> [EXCERPT]:
___

Today, the DC progressive/new media promotional machine launches Jacob Hacker and Paul Pierson's new inequality tract, Winner-Take-All Politics, with an event at the New America Foundation.  I don't want to tell you not to buy the book or that it is likely to be wrong—I've bought it myself, but only just started it.  What I do want to tell you is that since Hacker has been making grand statistics-based arguments—beginning with his and Pierson's Off Center, and continuing with his Great Risk Shift—his books have been provocatively and cogently argued, have told progressives exactly what they want to hear, and have been based on statistical evidence that I have found to be completely wrong.

First, in Off Center, Hacker and Pierson argued that Republican success in the aughts invalidated the "median voter hypothesis" that argues that the parties will tend to take policy positions oriented toward the preferences of moderate voters.  They claimed that in recent decades, the Republican caucus had moved steadily rightward (true) while the Democratic caucus had, if anything moved rightward too (ehhh...OK).  But because the ideological distribution of the electorate hadn't changed, that meant that Republicans had somehow pulled policy "off center", which Hacker and Pierson say was accomplished through various dirty tricks and hard-knuckled tactics.

What actually happened is that at the start of the 1970s, the Democratic Congress was "off center"—to the left of voters—and so the rightward shift of Congress and the Republicans reflected a move that produced a Congress more consistent with the views of voters.  In other words, the median voter hypothesis explains the changes rather well.

In The Great Risk Shift, Hacker argued that economic volatility had skyrocketed—more than doubling between 1974 and 2002 and nearly quadrupling between 1974 and 1994 alone.  Oops—these results turned out to hinge on an arcane methodological issue that Hacker should have caught.  When I uncovered this problem, Hacker was forced to revise his book for the paperback edition (no, you won't find documentation that my discovery was the reason behind the revision, but it's in my in-box archives).  When I produced my own estimates of income swings, I found that they had increased over time, but rather modestly, so that if a household's typical income swings were 15 to 16 percent of their income in the early 1970s, they were probably about 17 to 18 percent in the early 2000s.

___

> [STORED DATA]:
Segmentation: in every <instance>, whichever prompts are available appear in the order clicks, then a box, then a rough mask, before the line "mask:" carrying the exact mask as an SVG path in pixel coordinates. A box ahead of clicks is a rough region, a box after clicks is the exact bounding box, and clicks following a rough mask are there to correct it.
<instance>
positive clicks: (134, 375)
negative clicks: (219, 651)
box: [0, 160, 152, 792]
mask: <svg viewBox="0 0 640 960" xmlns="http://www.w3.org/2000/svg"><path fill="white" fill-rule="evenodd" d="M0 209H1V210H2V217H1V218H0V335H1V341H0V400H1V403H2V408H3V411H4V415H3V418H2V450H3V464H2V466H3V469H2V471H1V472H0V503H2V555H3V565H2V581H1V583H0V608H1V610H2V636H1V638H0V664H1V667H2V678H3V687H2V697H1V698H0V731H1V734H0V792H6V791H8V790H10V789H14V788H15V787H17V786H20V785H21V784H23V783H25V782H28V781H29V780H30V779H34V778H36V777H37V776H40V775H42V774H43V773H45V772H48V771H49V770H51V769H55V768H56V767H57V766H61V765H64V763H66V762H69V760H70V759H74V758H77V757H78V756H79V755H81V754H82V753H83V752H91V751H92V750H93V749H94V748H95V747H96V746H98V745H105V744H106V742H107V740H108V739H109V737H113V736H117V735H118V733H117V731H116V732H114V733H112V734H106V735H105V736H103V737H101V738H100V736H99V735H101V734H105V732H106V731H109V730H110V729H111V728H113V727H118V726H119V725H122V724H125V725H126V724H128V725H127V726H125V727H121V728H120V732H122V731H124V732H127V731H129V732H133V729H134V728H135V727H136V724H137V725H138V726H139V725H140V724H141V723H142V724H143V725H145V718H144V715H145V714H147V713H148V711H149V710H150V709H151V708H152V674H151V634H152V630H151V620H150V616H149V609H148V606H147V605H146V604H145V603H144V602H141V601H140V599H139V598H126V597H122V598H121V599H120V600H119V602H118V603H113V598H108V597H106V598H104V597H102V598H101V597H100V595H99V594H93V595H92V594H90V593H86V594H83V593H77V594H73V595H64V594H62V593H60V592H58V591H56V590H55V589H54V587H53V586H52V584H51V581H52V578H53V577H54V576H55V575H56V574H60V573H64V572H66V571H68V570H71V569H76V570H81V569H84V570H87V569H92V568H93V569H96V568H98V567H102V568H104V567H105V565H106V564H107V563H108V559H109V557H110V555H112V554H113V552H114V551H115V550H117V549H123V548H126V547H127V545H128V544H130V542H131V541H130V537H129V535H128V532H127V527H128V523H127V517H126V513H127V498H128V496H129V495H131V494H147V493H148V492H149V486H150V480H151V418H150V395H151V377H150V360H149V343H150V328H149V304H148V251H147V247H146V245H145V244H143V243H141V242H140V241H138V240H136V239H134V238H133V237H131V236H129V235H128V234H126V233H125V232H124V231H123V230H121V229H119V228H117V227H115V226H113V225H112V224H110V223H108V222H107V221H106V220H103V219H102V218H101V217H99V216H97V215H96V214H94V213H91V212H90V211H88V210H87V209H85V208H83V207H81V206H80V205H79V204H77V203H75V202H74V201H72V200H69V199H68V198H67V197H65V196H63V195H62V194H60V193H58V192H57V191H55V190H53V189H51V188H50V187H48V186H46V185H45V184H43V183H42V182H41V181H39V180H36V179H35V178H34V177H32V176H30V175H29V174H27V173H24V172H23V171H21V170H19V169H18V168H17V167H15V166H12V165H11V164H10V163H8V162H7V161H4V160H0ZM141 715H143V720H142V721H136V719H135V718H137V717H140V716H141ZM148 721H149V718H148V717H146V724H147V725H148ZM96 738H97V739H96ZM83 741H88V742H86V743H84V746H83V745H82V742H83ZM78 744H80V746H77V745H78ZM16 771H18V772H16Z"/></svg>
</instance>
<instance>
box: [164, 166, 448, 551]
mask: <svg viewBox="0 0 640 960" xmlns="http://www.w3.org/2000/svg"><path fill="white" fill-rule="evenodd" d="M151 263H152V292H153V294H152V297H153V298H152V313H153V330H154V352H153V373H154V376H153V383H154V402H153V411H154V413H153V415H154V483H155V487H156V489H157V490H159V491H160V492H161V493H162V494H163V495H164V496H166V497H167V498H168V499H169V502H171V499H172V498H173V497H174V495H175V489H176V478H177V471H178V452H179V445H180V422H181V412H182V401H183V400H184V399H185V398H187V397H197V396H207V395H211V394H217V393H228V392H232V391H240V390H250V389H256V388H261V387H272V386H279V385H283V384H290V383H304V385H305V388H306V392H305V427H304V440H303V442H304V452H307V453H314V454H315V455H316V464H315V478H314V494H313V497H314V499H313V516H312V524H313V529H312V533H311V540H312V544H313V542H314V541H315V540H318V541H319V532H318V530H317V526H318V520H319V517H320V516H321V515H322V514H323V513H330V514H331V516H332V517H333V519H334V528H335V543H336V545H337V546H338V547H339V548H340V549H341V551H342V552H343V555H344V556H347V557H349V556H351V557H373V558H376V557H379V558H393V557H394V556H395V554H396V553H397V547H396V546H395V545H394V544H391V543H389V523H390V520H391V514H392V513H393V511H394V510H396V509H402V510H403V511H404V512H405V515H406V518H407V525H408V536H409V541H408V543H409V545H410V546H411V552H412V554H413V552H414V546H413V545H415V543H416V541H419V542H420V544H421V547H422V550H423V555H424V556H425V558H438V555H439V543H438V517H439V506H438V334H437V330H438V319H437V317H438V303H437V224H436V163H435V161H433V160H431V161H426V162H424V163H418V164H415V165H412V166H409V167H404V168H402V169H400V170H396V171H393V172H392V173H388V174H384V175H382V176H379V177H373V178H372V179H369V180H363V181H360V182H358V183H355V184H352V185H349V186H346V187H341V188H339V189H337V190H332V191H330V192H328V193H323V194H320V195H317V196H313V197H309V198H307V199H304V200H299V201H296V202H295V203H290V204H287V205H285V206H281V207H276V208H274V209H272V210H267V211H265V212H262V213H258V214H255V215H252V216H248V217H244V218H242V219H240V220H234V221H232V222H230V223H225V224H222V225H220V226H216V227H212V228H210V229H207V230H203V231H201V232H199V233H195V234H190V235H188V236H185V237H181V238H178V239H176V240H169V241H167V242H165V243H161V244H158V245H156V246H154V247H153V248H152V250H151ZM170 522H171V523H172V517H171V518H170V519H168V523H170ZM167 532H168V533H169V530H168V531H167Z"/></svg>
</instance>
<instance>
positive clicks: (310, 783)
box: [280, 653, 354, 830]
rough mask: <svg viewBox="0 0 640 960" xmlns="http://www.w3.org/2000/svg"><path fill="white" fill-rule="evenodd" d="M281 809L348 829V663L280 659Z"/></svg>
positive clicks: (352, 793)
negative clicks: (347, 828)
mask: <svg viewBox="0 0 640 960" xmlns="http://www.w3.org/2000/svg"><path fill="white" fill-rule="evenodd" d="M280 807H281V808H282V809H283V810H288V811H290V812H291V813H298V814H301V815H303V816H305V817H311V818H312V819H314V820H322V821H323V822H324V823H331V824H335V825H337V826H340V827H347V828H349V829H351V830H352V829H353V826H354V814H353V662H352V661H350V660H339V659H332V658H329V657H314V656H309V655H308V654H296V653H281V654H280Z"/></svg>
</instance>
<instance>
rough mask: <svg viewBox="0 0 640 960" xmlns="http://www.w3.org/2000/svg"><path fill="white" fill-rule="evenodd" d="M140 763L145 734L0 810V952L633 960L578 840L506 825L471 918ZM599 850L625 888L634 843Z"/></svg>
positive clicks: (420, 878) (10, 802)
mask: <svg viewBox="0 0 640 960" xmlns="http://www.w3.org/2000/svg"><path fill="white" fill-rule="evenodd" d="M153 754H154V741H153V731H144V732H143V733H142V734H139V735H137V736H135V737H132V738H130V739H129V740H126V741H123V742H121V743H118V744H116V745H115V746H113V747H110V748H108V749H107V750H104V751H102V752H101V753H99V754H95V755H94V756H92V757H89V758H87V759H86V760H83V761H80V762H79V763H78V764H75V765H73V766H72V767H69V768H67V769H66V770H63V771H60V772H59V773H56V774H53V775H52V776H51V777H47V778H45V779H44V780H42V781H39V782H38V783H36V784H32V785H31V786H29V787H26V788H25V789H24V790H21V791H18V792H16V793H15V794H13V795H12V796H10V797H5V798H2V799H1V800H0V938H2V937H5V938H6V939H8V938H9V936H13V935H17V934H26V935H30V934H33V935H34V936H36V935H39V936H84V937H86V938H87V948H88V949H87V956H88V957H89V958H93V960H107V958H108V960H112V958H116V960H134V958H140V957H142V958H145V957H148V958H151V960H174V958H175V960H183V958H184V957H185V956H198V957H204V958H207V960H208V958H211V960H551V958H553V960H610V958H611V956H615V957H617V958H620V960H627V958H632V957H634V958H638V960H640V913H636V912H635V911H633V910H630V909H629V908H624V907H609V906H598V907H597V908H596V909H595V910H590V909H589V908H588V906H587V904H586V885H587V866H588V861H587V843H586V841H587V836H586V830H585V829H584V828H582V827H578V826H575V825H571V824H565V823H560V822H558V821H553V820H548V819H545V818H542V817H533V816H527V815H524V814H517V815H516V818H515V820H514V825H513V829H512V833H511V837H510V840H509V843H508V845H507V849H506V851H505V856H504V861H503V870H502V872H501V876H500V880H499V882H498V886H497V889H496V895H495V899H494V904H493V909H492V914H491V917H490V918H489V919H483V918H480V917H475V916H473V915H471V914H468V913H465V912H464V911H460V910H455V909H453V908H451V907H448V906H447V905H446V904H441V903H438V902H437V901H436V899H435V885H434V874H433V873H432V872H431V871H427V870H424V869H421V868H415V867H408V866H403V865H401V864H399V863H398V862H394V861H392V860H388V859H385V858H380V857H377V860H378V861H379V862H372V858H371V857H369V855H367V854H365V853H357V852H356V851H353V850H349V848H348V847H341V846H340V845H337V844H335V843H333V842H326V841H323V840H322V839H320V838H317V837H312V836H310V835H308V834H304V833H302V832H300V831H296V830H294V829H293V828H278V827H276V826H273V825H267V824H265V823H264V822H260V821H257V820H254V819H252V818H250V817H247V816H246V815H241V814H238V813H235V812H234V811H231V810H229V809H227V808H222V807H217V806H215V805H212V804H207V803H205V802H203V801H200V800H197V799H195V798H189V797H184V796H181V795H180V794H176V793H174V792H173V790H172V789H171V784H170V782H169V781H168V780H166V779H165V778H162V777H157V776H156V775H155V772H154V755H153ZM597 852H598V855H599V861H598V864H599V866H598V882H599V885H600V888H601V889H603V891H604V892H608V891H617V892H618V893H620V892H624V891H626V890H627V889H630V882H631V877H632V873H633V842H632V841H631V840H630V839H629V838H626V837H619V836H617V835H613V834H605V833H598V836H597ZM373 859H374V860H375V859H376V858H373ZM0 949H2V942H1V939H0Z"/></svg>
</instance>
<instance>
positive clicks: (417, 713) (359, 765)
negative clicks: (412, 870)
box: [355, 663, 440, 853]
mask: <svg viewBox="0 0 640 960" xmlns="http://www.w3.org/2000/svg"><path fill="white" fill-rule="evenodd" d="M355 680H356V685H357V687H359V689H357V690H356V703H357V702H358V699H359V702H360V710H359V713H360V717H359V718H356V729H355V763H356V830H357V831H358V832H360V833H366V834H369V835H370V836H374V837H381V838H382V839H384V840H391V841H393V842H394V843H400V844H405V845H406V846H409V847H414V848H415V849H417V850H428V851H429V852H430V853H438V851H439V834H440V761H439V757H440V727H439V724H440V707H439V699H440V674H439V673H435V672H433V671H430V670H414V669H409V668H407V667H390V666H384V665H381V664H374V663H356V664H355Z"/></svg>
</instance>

___

> [ACTIVITY LIST]:
A. Copy the listing word for word, starting at its first line and stopping after the line that contains "box: [0, 160, 152, 792]".
B. Pick up the critique of Hacker's statistics-based books after its last sentence and keep it going.

> [ANSWERS BY TASK]:
A.
Segmentation: in every <instance>, whichever prompts are available appear in the order clicks, then a box, then a rough mask, before the line "mask:" carrying the exact mask as an SVG path in pixel coordinates. A box ahead of clicks is a rough region, a box after clicks is the exact bounding box, and clicks following a rough mask are there to correct it.
<instance>
positive clicks: (134, 375)
negative clicks: (219, 651)
box: [0, 160, 152, 792]

B.
I also found that, contrary to Hacker's assertions, the evidence on economic risk in other aspects of life also implied fairly modest changes in recent decades.

(Incidentally, I will present evidence in a month at a Census Bureau conference that Hacker's latest effort, an "economic security index" for the Rockefeller Foundation, is also botched.  Full details once I have the green light to circulate them after the conference.)

I hope to blog over the next two or three weeks on the new book as I get further into it, but today, let me just provide some commentary on two central claims about what has happened to inequality.

Claim #1:  The share of income going to the top 1 percent increased from 8 to 18 percent from 1974 to 2007—from 9 to 24 percent including capital gains.

A strong case can be made that the increase over time was just four percentage points or less, not 10 or 15.  In a post I did a year ago, I showed that much of this increase could be explained by two phenomena: (1) a steady rise in tax filing as "subchapter S" corporations (with income reported on individual tax returns) instead of "subchapter C" corporations (with income not included on individual tax returns and thus missing from the IRS data Thomas Piketty and Emmanuel Saez use, whose work Hacker and Pierson rely on); and (2) a jump from 1986 to 1988 in wealthy taxpayers shifting to income and stock options reported on individual tax returns from fringe benefits and stock options not reported on individual tax returns in response to the tax cuts of 1986.  These insights are not mine—they come from Cato's Alan Reynolds, who has been making the points for several years now.  By adjusting the trend line for these changes (using data from Saez), I showed that the change in the top's share of income probably rose only 4 percentage points rather than 10 from 1974 to 2006 (the increase from 1974 to 2008 would be similar—Saez just released his 2008 estimates).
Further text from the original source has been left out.